Exercise goal: Please state how many lines in the records contain the word "every", and give only that number.

Entries supplied:
+--

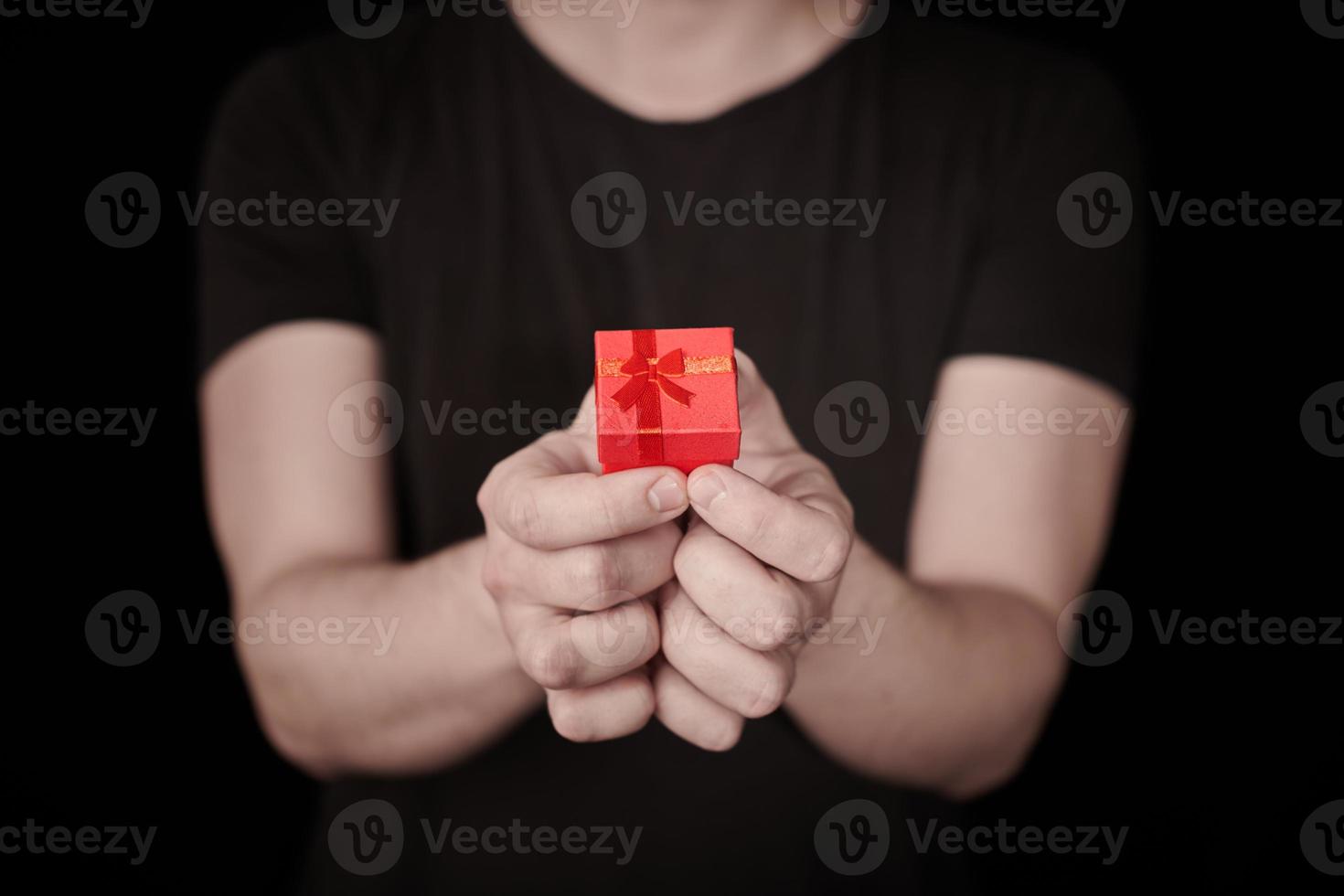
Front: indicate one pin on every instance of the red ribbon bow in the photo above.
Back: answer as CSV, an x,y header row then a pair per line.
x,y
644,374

+--

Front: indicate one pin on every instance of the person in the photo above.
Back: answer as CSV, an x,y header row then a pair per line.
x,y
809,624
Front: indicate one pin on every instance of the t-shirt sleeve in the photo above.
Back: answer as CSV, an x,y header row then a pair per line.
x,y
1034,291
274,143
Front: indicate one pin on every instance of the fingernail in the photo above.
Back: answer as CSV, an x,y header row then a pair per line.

+--

Reply to the exercise: 4